▶ [Dataset records]

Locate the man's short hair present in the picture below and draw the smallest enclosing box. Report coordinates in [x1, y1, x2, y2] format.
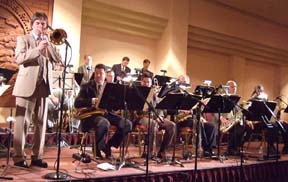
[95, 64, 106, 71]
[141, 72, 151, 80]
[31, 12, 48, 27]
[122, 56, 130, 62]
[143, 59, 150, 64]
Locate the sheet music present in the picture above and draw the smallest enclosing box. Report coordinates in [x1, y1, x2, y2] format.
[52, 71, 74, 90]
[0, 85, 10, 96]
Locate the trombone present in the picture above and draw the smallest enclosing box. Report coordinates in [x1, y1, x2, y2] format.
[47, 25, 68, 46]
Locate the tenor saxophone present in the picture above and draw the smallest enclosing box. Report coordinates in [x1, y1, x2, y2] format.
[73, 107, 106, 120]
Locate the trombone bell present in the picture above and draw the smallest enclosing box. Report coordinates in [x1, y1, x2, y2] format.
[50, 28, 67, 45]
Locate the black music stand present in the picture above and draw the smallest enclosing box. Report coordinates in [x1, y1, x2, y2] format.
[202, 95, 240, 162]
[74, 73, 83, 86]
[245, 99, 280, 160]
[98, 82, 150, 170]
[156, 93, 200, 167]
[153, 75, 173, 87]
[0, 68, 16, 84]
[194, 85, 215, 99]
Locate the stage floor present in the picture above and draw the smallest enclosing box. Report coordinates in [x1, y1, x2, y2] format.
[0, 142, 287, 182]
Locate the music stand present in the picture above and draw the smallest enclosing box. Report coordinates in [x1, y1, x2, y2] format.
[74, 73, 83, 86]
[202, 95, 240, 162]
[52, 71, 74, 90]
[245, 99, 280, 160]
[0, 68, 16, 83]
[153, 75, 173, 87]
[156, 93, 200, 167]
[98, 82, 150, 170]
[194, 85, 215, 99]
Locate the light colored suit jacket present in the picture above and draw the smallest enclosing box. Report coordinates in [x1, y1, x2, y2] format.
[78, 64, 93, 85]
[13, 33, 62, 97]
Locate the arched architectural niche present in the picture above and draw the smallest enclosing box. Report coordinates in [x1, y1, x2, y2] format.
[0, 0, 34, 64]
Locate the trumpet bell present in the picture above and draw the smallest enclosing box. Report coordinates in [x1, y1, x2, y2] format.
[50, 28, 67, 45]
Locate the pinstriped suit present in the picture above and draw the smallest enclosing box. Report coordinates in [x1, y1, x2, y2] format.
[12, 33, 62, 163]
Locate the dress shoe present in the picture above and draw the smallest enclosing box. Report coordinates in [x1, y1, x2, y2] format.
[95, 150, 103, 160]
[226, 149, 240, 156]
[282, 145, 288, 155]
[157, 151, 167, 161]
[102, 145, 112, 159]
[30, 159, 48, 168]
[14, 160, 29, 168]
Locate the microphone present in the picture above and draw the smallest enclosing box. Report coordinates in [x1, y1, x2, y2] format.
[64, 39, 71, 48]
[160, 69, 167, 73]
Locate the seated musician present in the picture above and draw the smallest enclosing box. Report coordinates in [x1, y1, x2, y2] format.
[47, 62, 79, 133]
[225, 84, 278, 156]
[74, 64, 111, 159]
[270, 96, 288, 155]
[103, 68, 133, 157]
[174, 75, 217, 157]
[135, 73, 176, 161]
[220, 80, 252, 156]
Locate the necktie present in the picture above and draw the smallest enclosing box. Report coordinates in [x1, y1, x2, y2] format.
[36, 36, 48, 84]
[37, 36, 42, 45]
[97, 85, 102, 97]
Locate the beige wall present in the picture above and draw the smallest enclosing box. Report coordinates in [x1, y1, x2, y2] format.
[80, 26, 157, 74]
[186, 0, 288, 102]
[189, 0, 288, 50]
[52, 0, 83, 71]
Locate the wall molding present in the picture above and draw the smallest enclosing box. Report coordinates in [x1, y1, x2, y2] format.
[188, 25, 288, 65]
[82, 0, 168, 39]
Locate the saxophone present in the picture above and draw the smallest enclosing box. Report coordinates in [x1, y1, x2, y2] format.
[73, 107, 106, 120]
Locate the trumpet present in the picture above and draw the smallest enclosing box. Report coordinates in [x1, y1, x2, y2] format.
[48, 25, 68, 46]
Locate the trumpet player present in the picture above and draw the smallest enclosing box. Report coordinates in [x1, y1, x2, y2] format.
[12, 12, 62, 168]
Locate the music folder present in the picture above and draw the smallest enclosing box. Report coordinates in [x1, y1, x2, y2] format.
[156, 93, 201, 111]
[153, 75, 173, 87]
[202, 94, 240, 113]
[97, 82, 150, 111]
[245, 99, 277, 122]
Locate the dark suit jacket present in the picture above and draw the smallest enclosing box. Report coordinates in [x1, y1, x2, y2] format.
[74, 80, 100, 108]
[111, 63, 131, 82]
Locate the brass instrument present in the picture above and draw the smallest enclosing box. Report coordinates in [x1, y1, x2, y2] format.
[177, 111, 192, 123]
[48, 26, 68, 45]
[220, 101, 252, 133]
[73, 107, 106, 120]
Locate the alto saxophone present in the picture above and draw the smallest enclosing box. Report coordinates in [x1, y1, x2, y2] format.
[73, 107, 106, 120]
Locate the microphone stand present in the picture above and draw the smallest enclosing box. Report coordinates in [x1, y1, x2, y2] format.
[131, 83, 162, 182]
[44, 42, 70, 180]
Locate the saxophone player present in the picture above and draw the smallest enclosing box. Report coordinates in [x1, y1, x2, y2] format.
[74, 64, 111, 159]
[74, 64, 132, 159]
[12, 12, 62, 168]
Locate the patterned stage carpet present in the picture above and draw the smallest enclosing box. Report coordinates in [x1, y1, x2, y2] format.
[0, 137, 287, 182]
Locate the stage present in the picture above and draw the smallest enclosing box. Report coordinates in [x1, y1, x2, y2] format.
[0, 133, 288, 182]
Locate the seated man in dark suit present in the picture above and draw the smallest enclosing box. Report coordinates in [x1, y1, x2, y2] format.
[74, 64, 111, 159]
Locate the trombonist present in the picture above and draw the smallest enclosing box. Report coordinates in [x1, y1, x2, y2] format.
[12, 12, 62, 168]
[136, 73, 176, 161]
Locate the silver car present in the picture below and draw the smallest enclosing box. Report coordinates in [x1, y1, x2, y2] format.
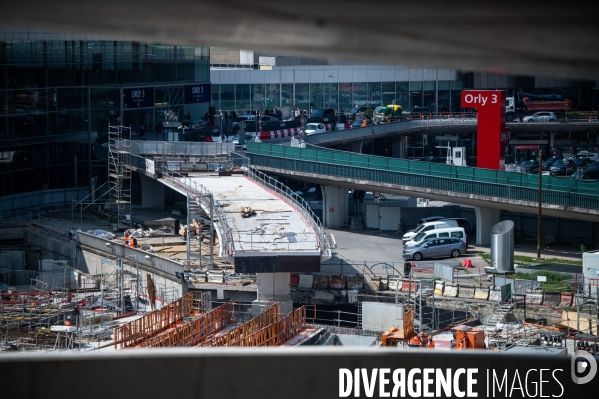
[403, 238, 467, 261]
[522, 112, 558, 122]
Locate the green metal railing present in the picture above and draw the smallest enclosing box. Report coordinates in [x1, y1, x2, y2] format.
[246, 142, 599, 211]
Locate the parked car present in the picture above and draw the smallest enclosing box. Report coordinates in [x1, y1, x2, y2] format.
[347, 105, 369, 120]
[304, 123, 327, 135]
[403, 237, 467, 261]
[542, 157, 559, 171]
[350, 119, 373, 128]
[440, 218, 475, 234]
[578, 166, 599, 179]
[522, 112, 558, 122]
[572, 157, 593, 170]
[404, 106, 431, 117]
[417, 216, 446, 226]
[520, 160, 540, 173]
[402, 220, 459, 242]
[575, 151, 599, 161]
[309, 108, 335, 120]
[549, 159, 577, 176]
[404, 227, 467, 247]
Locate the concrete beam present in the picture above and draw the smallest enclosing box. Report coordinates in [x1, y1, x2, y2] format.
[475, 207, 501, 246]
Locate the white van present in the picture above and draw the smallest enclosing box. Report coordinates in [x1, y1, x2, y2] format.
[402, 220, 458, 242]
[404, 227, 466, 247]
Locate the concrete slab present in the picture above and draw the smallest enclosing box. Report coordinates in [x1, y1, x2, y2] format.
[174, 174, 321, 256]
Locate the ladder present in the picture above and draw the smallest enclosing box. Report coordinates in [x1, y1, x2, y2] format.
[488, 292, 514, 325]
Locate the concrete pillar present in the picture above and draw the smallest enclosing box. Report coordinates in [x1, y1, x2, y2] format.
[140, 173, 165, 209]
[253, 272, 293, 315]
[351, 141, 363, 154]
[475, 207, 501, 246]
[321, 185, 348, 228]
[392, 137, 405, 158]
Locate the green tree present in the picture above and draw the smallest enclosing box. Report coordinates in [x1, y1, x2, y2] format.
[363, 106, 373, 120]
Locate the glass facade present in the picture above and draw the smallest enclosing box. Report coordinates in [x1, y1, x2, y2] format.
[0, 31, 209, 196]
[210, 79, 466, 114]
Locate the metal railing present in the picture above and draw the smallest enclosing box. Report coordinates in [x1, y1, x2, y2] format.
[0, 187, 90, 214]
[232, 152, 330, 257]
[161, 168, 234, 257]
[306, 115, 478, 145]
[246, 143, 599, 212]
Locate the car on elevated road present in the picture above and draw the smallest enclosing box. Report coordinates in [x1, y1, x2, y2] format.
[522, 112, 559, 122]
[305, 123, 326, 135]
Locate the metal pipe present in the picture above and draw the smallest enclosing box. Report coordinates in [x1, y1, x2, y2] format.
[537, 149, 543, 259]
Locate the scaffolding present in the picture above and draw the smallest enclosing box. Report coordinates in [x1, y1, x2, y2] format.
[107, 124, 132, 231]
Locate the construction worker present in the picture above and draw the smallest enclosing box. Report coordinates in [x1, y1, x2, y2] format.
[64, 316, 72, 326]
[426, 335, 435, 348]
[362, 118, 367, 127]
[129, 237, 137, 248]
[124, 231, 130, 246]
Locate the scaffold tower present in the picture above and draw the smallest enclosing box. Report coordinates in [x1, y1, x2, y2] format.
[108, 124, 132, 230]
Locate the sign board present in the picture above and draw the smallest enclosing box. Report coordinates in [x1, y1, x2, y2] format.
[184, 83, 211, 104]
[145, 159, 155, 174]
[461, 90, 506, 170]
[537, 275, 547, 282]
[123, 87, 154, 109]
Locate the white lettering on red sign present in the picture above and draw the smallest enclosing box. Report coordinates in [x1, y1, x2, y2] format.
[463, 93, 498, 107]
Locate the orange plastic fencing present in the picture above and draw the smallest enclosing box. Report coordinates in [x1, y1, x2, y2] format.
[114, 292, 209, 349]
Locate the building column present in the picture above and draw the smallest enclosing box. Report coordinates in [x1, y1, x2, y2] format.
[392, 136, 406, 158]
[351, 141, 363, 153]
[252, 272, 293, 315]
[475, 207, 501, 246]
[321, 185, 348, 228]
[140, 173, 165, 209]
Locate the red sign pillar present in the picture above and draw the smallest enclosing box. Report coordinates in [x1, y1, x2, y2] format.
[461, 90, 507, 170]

==

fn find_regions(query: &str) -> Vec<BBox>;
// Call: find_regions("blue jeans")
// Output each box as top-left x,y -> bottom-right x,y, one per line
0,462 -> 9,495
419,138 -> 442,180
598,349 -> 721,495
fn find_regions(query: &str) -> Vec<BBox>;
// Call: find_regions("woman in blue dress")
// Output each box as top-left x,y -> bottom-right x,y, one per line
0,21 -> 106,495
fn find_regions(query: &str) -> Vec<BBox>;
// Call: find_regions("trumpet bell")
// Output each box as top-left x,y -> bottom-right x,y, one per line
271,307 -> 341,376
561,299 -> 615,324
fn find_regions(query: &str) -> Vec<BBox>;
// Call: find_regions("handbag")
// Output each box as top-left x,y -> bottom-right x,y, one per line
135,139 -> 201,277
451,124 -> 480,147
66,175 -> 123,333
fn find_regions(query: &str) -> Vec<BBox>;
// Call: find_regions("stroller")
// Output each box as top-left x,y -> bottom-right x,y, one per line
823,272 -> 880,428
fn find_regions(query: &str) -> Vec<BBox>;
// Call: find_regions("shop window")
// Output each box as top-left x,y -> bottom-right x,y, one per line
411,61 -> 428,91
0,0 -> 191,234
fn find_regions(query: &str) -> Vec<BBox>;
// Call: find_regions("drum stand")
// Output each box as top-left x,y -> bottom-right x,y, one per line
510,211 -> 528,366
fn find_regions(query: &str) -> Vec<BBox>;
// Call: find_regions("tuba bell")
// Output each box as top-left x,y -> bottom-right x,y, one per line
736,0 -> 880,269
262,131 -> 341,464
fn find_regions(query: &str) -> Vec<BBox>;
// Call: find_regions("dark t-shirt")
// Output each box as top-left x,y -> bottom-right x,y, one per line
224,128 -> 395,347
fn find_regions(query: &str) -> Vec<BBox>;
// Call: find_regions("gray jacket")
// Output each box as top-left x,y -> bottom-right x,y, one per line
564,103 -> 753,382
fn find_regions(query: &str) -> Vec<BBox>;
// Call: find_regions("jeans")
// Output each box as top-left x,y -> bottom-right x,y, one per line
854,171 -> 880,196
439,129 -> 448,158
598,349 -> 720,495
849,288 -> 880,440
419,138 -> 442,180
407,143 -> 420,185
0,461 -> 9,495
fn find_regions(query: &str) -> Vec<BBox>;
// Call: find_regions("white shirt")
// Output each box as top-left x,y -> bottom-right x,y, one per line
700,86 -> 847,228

---

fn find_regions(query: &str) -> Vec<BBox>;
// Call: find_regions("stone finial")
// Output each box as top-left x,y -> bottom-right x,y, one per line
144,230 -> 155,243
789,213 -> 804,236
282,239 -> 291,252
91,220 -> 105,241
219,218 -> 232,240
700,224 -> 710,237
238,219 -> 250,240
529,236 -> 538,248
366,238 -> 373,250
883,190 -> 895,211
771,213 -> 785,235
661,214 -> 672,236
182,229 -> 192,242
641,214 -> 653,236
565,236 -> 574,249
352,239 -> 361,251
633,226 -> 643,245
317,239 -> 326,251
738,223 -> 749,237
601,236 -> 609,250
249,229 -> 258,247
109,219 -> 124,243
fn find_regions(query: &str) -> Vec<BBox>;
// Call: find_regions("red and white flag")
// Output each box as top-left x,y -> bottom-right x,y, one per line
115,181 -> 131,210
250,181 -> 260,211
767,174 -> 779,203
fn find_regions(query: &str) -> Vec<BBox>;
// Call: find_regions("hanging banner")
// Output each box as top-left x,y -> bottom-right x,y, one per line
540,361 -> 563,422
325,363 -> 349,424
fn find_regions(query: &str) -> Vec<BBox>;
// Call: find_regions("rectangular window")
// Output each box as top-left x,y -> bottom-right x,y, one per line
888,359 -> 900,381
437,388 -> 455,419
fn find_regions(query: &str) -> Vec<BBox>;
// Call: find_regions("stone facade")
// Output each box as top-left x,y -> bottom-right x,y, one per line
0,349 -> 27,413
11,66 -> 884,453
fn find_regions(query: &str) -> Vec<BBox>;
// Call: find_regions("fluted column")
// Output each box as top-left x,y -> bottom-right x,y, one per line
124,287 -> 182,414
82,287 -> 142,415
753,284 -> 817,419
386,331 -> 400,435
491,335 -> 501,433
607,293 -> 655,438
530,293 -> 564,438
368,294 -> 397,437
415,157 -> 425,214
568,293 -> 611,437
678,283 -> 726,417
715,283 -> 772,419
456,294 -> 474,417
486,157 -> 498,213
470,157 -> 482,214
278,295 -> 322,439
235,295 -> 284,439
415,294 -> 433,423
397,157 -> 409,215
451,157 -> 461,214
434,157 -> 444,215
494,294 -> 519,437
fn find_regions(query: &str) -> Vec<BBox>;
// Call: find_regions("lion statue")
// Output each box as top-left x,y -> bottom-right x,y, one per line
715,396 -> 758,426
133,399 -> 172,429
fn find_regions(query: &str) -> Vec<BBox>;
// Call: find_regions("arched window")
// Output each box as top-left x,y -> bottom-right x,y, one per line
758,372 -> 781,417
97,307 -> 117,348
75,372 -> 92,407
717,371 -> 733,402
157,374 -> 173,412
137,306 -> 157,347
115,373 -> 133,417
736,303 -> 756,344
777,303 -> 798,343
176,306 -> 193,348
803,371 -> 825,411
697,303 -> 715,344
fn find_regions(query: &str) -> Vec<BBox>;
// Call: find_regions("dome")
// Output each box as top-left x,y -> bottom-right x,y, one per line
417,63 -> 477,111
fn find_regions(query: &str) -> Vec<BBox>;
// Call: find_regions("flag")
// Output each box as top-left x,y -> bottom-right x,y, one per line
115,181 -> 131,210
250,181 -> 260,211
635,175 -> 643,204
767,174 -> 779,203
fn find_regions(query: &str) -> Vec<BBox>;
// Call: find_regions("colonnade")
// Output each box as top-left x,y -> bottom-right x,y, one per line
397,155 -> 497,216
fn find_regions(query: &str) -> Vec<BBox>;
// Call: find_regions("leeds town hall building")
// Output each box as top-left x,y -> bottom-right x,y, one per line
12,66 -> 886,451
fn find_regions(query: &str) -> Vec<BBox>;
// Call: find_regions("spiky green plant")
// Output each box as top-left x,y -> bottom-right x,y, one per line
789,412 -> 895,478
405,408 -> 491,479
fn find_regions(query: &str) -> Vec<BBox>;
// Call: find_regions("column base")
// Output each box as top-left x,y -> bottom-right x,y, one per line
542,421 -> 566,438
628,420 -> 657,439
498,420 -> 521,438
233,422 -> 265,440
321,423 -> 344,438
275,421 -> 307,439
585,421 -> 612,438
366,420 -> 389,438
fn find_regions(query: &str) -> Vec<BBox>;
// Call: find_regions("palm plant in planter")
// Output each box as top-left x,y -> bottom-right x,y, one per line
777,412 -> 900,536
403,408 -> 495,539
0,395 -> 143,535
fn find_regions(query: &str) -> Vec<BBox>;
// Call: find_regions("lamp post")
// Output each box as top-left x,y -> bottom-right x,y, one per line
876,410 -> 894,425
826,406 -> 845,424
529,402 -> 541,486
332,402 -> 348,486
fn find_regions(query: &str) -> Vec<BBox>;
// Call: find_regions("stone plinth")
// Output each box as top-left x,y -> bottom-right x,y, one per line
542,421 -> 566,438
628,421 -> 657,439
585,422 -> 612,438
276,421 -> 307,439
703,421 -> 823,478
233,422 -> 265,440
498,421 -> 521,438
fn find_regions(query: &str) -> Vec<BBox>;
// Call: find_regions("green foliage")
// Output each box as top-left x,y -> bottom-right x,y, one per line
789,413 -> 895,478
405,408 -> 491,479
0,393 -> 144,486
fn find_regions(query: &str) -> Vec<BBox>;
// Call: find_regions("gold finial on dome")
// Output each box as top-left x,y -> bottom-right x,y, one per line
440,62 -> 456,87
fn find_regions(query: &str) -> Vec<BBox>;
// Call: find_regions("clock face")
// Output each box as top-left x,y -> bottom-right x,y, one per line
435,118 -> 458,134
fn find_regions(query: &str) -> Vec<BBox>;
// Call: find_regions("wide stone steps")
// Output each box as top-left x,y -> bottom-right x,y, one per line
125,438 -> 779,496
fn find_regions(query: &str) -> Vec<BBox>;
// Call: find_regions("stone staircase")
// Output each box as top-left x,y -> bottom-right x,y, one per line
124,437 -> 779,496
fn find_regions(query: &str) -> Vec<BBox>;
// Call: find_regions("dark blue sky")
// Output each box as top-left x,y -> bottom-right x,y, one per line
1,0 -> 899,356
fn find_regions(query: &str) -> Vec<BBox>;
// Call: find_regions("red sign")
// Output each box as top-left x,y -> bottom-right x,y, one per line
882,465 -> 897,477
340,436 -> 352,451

▶ [Assignment] Return all lines from the data that include the string "finial".

▶ [Exercise answer]
// Call: find_regions("stone finial")
// Call: find_regions("gold finial on dome")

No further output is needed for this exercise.